### Ausgewählter Text

Der Oberste Gerichtshof gab dem Rekurs des Klägers nicht Folge.
Rechtliche Beurteilung
Aus der Begründung:
Mit Recht bejaht das Berufungsgericht die Haftung des Beklagten für den dem Rekurswerber entstandenen Schaden nach § 970 ABGB. Selbst wenn man den Beklagten nur als Privatzimmervermieter betrachten würde, wäre die analoge Anwendung des § 970 ABGB schon deshalb gerechtfertigt, weil im Hinblick auf den Umfang seines über 18 Betten verfügenden Betriebes bereits die für die strenge Haftung nach der vorgenannten Gesetzesstelle maßgebende Gefahr des offenen Hauses gegeben ist (Gschnitzer in Klang[2] IV/1, 660; Edlbacher, Der Gastwirte begriff des § 970 ABGB im Fremdenverkehr heute, in ÖJZ 1967, 1 ff., insbesondere 4).
Fraglich könnte sein, ob die entwendeten Sachen vom Rekurswerber eingebracht wurden. Gewiß kann die Einbringung des PKWs des Rekurswerbers nicht zweifelhaft sein, weil dieser über Anweisung der Gattin des Beklagten in dessen Garage abgestellt wurde (Gschnitzer in Klang[2] IV/1, 665; Koziol - Welser, Grundriß des bürgerlichen Rechtes[4] I, 277; SZ 37/167, 41/60, 45/88). Eine Garage dient aber dem Abstellen von Kraftfahrzeugen, während zur Unterbringung des Reisegepäcks das Zimmer des Gastes bestimmt ist. Hier war aber der Beklagte nach den Feststellungen der Unterinstanzen zumindest stillschweigend damit einverstanden, daß gewisse Wertgegenstände des Rekurswerbers während seines kurzen Aufenthaltes im PKW belassen werden. In diesem Falle sind aber auch die vom Gast im PKW zurückgelassenen Gegenstände als eingebracht anzusehen (Glaser, Haftung des Gastwirtes für das Gepäck im Kraftwagen des Hotelgastes, in JR 1955/334, betreffend die mit § 970 ABGB im wesentlichen übereinstimmende Regelung der Gastwirtehaftung des § 701 BGB).

######
### Bereitgestellte Angaben

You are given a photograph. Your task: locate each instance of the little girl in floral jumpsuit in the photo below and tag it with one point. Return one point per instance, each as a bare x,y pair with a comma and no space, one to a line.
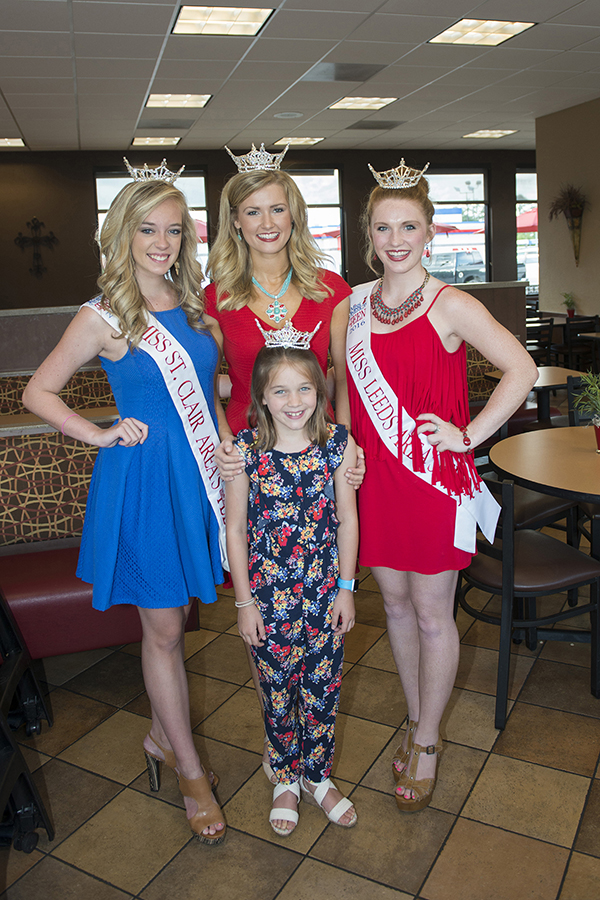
292,538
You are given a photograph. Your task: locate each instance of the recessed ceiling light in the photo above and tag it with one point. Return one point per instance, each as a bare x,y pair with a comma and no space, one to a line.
155,142
230,20
480,31
490,132
178,100
298,142
363,102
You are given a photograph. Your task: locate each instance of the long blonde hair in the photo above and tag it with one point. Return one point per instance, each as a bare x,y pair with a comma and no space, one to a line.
419,194
268,360
118,283
229,262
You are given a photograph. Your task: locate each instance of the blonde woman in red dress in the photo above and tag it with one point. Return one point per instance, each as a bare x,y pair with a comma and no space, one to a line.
422,498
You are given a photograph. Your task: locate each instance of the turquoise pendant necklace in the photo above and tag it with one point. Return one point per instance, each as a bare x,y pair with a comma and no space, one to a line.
276,311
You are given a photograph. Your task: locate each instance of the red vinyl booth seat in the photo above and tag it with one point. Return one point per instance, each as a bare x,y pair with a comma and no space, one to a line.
53,608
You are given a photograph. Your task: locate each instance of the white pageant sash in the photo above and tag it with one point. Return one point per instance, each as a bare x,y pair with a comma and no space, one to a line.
383,408
183,384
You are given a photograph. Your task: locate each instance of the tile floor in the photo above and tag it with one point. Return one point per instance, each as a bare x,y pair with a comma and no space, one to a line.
516,814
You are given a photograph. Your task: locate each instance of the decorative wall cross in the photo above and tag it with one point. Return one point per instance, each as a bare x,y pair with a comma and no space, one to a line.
37,241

######

* **Aufgaben**
A – Beantworte anhand der Entscheidung zur Gastwirtehaftung diese drei Fragen:
(i) Über wie viele Betten verfügt der Betrieb des Beklagten?
(ii) Auf wessen Anweisung wurde der PKW des Rekurswerbers in der Garage abgestellt?
(iii) Welche Bestimmung des BGB wird als Regelung der Gastwirtehaftung genannt?
B – Setze die Entscheidung zur Gastwirtehaftung nach ihrem letzten Satz fort.

* **Antworten je Aufgabe**
A –
(i) Über 18 Betten.
(ii) Auf Anweisung der Gattin des Beklagten.
(iii) § 701 BGB.

B –
Die Beschränkung der Haftung aus der Gastaufnahme durch das Bundesgesetz vom 16. November 1921, BGBl. 638/1921 (i. d. F. BGBl. 259/1951), auf den Höchstbetrag von 3000 S greift hier nicht Platz, weil der Beklagte Aufbewahrungsräume hält - darunter fällt auch eine Garage - und daher auch nach § 970 Abs. 2 zweiter Satz ABGB haftet. Dem Umstand, daß die Garagenvermietung nicht den Hauptzweck des Unternehmens des Beklagten bildet, kommt keine Bedeutung zu (Edlbacher in ÖJZ 1967, 6; SZ 41/60). Der Beklagte haftet daher unbeschränkt für den dem Rekurswerber durch den Einbruch entstandenen Schaden.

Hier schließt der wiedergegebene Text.